*** TEXT PROVIDED
Angelo Repousis’s well-written book fits comfortably into the current pattern of studies in U.S. foreign relations, going well beyond a history of diplomatic relations between the United States and Greece to emphasize cultural relations between elites in both countries. Non-governmental organizations (NGOs) figured more prominently than the State Department in dealings with Greece. This in large measure was because [End Page 287] Greece was a figment of America’s imagination. Americans in the nineteenth century saw Greece not as a product of the gradual collapse of the Ottoman Empire but as the embodiment of ancient Hellas, the source of America’s own democracy.

Evidence of America’s embrace of ancient Greece could be found everywhere in the early national years of the republic. Classical architecture, Greek and Roman, inspired the new state capital buildings; and names in upstate New York—Ithaca, Troy, and Syracuse—commemorate the Hellenic past. The Michigan city of Ypsilanti represents the present as well in the person of General Ypsilanti, one of the leaders of the Greek revolution against the Turks. Even more significant was the imposing array of U.S. leaders from Thomas Jefferson to Daniel Webster who urged recognition of Greece. They drew strength from the romantic images created by the poet Lord Byron, and from the erudite advocacy of the scholar Edward Everett. They argued that the Greek revolution mirrored their own values and gave the United States an opportunity to facilitate the rebirth of the civilization that had spawned American democracy.
******
* [TASK STATEMENT]:
In the book review, which Michigan city is named after a leader of the Greek revolution against the Turks?
*** EXTRACTED ENTRIES
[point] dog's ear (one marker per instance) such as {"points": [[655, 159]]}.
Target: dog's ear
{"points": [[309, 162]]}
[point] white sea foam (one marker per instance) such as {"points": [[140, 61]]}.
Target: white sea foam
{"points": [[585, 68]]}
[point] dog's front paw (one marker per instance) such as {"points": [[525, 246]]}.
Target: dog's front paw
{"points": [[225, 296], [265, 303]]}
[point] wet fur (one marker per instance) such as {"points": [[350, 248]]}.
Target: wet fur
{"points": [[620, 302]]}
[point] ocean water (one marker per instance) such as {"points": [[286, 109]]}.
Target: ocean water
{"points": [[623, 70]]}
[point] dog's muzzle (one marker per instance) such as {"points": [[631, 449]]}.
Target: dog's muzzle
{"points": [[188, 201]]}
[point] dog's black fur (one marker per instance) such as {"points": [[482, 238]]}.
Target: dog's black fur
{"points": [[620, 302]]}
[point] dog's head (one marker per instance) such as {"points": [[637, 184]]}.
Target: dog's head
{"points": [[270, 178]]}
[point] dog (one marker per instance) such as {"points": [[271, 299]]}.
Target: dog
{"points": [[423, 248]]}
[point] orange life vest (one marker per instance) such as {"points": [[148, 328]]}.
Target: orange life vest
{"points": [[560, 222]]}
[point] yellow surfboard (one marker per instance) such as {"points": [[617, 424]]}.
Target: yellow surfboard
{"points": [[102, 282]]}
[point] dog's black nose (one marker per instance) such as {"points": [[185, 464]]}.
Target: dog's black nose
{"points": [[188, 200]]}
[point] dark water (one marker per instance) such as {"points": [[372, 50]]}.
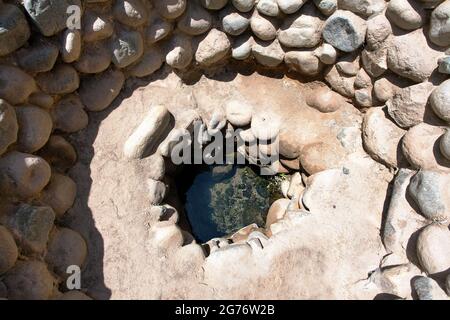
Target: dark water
{"points": [[220, 200]]}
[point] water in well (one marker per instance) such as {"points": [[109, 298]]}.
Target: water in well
{"points": [[221, 199]]}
******
* [CORRECT RESPONSE]:
Ypsilanti